▶ _WHAT IS ASKED_
In the text on Ruby array methods below, what ends up being compared when a block is passed to sort_by?
── SELECTION
Return to chapter outline

Other array methods

Arrays come with very useful methods to read, sort, and manipulate them. I'll cover more of the transformative methods in the Enumerables chapter. Check out the Ruby documentation for the full list.

Sorting arrays

As you insert elements into an Array, they will remain in the order in which they were added. You can call the sort or sort_by methods, both of which return a sorted copy of that an array.

The default `sort`

When your array contains a uniform set of standard objects, such as numbers or strings, calling sort without any arguments will arrange the array's elements in ascending order:


puts [8, 0, 15, -42].sort.join(', ')   #=> -42, 0, 8, 15

arr = ["cat", "zebra", "dog", "alpaca"]
puts arr.sort.join(', ')   #=> alpaca, cat, dog, zebra

Sort an array in descending order

The method sort arranges elements in ascending order. Arrange an array of numbers in descending order.

Solution

There's variations on calls to sort that can do this. But let's do it the no-brainer way, with a subsequent call to Array's reverse method.


[6, -30, 0, 100, 2].sort.reverse   #=> [100, 6, 2, 0, -30]

Custom sorting with `sort_by`

Alphabetical letters of different cases do not sort alphabetically. Try converting a letter into a number to see the standard numerical code that represents it:


puts 'a'[0]   #=> 97
puts 'B'[0]   #=> 66
puts 'c'[0]   #=> 99
puts 'Z'[0]   #=> 90

puts ['a', 'B', 'c', 'Z'].sort.join(', ')   #=> B, Z, a, c

If we want to sort a collection's elements by values derived from the elements, we can use sort_by. This method takes in a block; the block's return value is what ends up being compared.

To sort strings in alphabetical order without regard to case, we pass a block into sort_by that either lowercases or uppercases each string for the comparison.


arr = ['Bob', 'Zed', 'cat', 'apple'].sort_by do |x|
   x.upcase
end

puts arr.join(', ')   #=> apple, Bob, cat, Zed

Note: Despite the upcase operation done in the block passed to sort_by, the elements in arr themselves are not modified during the sort.

String.split

There are also methods to convert other objects into arrays. One we'll use frequently is split from the String class, which turns a string into an array of elements, separated by a delimiter string you specify.


"Smith,John,Ithica,NY".split(',')   #=> ["Smith", "John", "Ithica", "NY"]      
"She sells seashells".split(' ')   #=> ['She', 'sells', 'seashells']
"She sells seashells".split('se')   #=> ["She ", "lls ", "ashells"]

Exercise: Sort names by last name

Given an array of strings that represent names in "FIRSTNAME LASTNAME" form, use sort_by and split to return an array sorted by last names. For simplicity's sake, assume that each name consists of only two words separated by space (i.e. only "John Doe" and not "Mary Jo Doe").

names = ["John Smith", "Dan Boone", "Jennifer Jane", "Charles Lindy", "Jennifer Eight", "Rob Roy"]

Solution

Pass a block into sort_by in which each name is split by a space character. The last element of the Array created by split is the last name. However, if two names have the same last name, you'll need to use their first names as a tiebreaker.
────
── GIVEN DATA
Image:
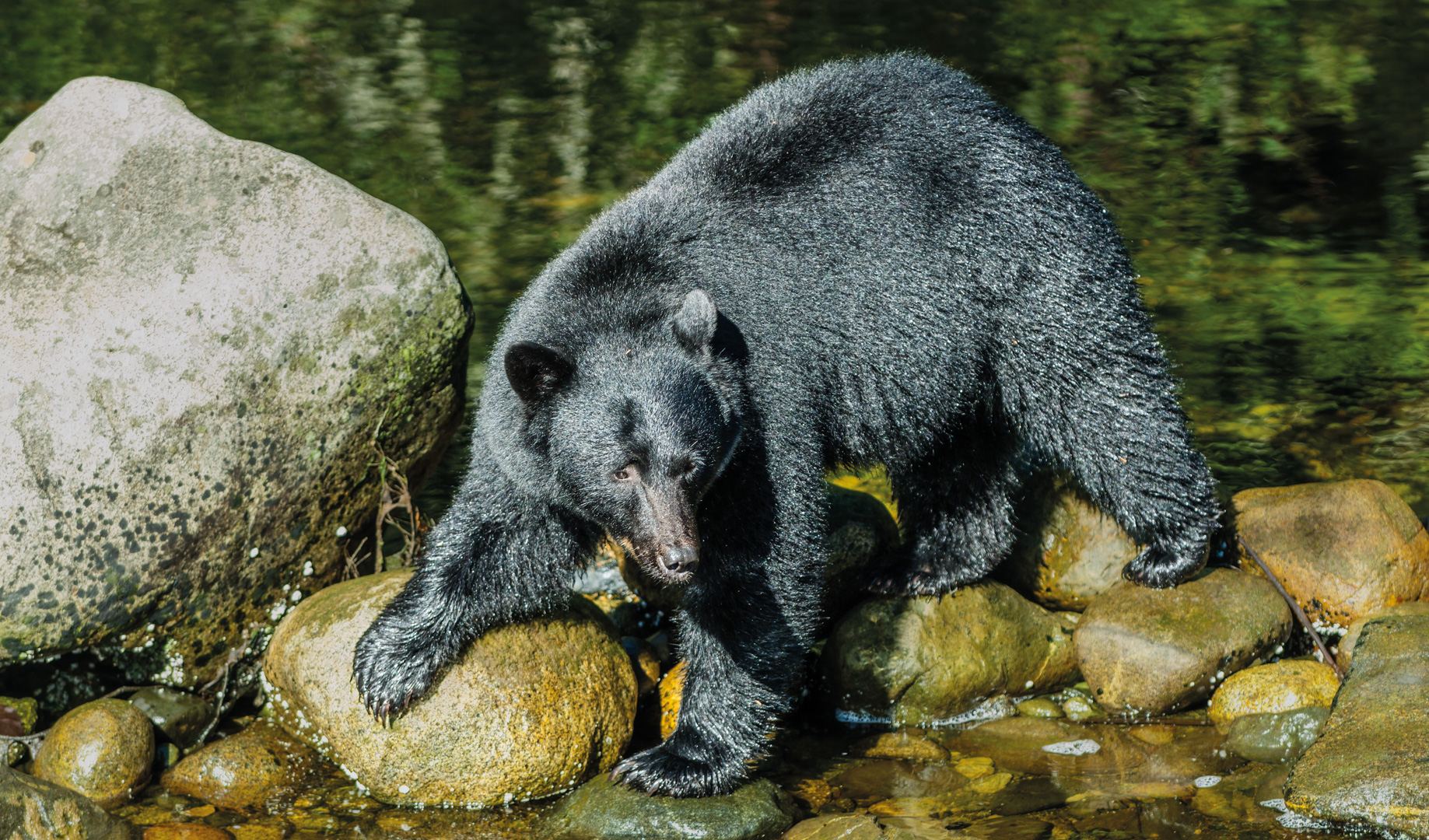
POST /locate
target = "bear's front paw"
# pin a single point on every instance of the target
(1158, 568)
(664, 773)
(392, 674)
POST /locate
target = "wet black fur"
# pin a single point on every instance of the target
(906, 273)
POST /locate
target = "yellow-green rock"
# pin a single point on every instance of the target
(1273, 688)
(1368, 766)
(257, 770)
(527, 710)
(102, 749)
(1342, 549)
(923, 660)
(1347, 646)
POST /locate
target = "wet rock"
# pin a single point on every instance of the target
(905, 744)
(859, 534)
(1152, 652)
(604, 810)
(1368, 765)
(1275, 736)
(1342, 549)
(672, 688)
(209, 348)
(1280, 686)
(1069, 551)
(527, 712)
(257, 770)
(179, 715)
(1347, 646)
(33, 809)
(1039, 708)
(186, 831)
(103, 749)
(17, 716)
(920, 662)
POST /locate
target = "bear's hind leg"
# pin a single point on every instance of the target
(956, 516)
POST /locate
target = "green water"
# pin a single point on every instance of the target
(1268, 160)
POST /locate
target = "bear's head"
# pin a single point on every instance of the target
(635, 430)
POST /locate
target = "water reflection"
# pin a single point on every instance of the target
(1268, 160)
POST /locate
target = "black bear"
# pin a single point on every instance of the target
(869, 262)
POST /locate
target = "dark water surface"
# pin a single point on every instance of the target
(1266, 159)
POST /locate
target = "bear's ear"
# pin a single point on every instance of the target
(696, 320)
(536, 370)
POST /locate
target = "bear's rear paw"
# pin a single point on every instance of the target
(664, 773)
(1158, 568)
(920, 580)
(391, 676)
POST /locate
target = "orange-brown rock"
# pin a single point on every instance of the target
(261, 769)
(527, 710)
(1342, 549)
(102, 749)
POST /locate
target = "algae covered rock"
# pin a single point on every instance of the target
(1342, 549)
(1151, 652)
(923, 660)
(257, 770)
(1368, 766)
(33, 809)
(102, 749)
(606, 810)
(1068, 551)
(526, 712)
(203, 336)
(1294, 683)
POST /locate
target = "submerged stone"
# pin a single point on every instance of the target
(529, 710)
(1282, 686)
(1277, 736)
(179, 715)
(1368, 766)
(606, 810)
(925, 660)
(1342, 549)
(33, 809)
(103, 749)
(1152, 652)
(257, 770)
────
▶ _SOLVED EXERCISE_
The block's return value.